__Textausschnitt__.

____

# Angeln in und um Beinheim und Seltz



## Dave77 (16. Mai 2008)

Seit diesem Jahr habe ich mir am Rhein eine Dauerkarte auf der französischen Seite gekauft...
Angelt jemand dort auch öfter und hat vielleicht Tipps und Tricks auf Lager die man an gewissen Stellen zu beachten hat?
Ich zum Beispiel habe im Karpfensee in Beinheim meine besten Erfolge mit Tauwürmern und gewöhnlichem Mais erziehlt, da alle 6 Wochen die Leute aus dem Verein mit Mais füttern.
Wer Köderfische sucht kann das in dem See eigentlich vergessen. Ich habe in 3 Tagen knapp 100 Sonnenbärsche gefangen und nur 2 nützliche Köder.
Auf Zander hatte ich bisher keine Erfolge. Habe aber in den letzten 4 Tagen immer 3 Angeln mit Köderfisch auf Pose und Grund gelegt. Hat jemand vielleicht einen guten Rat parat damit es auch bei mir mit den Zandern klappt?
Ansonsten, Petri Heil und vielleicht sieht man sich mal am See.

____

__Eingabematerial__.
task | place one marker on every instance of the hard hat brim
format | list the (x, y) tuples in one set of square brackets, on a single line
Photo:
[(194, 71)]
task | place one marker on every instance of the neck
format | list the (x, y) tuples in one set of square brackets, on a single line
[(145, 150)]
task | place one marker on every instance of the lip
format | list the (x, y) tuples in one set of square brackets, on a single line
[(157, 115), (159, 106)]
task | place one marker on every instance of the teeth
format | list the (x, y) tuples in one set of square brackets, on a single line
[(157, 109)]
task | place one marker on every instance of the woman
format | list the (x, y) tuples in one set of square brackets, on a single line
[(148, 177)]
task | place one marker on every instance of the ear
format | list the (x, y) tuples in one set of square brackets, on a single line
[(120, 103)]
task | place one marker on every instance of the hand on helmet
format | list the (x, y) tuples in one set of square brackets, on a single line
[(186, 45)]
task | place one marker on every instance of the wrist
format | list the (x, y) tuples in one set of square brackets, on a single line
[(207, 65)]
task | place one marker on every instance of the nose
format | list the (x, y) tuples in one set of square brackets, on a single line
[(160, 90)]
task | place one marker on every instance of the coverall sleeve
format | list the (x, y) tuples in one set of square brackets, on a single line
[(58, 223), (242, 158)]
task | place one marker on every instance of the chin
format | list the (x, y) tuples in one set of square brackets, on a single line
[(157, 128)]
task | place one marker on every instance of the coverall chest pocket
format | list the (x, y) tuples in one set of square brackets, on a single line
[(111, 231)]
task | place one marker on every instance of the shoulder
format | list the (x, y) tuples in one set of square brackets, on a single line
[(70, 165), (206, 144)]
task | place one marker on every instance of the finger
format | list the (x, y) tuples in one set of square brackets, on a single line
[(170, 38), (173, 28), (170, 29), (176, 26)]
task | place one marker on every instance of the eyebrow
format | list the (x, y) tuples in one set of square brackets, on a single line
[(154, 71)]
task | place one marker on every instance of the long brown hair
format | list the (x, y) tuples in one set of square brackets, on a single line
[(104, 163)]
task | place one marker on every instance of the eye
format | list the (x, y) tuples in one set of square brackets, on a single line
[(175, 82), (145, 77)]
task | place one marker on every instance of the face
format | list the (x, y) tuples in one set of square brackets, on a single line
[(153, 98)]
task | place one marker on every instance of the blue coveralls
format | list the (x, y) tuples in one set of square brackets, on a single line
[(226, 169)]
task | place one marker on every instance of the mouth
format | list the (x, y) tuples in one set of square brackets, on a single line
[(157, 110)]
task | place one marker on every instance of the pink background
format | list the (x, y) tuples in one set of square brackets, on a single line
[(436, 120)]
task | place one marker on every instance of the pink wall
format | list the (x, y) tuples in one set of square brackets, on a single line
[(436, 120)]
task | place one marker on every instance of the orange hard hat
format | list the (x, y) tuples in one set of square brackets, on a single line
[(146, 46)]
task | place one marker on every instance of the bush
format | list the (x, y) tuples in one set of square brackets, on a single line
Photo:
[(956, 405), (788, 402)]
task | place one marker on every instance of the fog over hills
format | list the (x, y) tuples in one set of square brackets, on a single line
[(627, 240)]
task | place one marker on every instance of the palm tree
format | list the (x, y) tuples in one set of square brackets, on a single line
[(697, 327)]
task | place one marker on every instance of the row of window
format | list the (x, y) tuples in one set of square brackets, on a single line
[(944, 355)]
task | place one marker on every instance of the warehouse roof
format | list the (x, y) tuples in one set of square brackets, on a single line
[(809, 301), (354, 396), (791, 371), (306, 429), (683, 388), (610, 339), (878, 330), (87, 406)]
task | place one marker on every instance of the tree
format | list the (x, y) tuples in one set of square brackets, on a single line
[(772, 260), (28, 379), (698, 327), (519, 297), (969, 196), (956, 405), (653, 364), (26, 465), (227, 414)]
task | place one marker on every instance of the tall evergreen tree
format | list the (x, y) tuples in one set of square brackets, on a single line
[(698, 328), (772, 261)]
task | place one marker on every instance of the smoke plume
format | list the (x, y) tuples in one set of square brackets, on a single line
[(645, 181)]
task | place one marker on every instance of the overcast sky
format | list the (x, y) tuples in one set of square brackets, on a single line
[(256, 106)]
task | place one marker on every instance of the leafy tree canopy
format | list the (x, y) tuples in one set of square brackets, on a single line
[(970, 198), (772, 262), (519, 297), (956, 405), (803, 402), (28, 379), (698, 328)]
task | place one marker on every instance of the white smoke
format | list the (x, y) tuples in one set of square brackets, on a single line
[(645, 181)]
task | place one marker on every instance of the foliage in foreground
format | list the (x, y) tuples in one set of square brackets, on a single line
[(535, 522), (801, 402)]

____

__Aufgabenliste__.
A: Gib den Abschnitt des Angel-Threads wieder, der mit den Worten „Ich zum Beispiel“ beginnt und mit „den Zandern klappt?“ endet. Benenne darin „Tauwürmern“ in „Rotwürmern“ um.
B: Tippe aus der Auflistung alle Zeilen unverändert ab, von der Zeile mit „task | place one marker on every instance of the woman“ bis einschließlich der Zeile mit „[(154, 71)]“.

__Ausgearbeitete Lösungen__.
A:
Ich zum Beispiel habe im Karpfensee in Beinheim meine besten Erfolge mit Rotwürmern und gewöhnlichem Mais erziehlt, da alle 6 Wochen die Leute aus dem Verein mit Mais füttern.
Wer Köderfische sucht kann das in dem See eigentlich vergessen. Ich habe in 3 Tagen knapp 100 Sonnenbärsche gefangen und nur 2 nützliche Köder.
Auf Zander hatte ich bisher keine Erfolge. Habe aber in den letzten 4 Tagen immer 3 Angeln mit Köderfisch auf Pose und Grund gelegt. Hat jemand vielleicht einen guten Rat parat damit es auch bei mir mit den Zandern klappt?

B:
task | place one marker on every instance of the woman
format | list the (x, y) tuples in one set of square brackets, on a single line
[(148, 177)]
task | place one marker on every instance of the ear
format | list the (x, y) tuples in one set of square brackets, on a single line
[(120, 103)]
task | place one marker on every instance of the hand on helmet
format | list the (x, y) tuples in one set of square brackets, on a single line
[(186, 45)]
task | place one marker on every instance of the wrist
format | list the (x, y) tuples in one set of square brackets, on a single line
[(207, 65)]
task | place one marker on every instance of the nose
format | list the (x, y) tuples in one set of square brackets, on a single line
[(160, 90)]
task | place one marker on every instance of the coverall sleeve
format | list the (x, y) tuples in one set of square brackets, on a single line
[(58, 223), (242, 158)]
task | place one marker on every instance of the chin
format | list the (x, y) tuples in one set of square brackets, on a single line
[(157, 128)]
task | place one marker on every instance of the coverall chest pocket
format | list the (x, y) tuples in one set of square brackets, on a single line
[(111, 231)]
task | place one marker on every instance of the shoulder
format | list the (x, y) tuples in one set of square brackets, on a single line
[(70, 165), (206, 144)]
task | place one marker on every instance of the finger
format | list the (x, y) tuples in one set of square brackets, on a single line
[(170, 38), (173, 28), (170, 29), (176, 26)]
task | place one marker on every instance of the eyebrow
format | list the (x, y) tuples in one set of square brackets, on a single line
[(154, 71)]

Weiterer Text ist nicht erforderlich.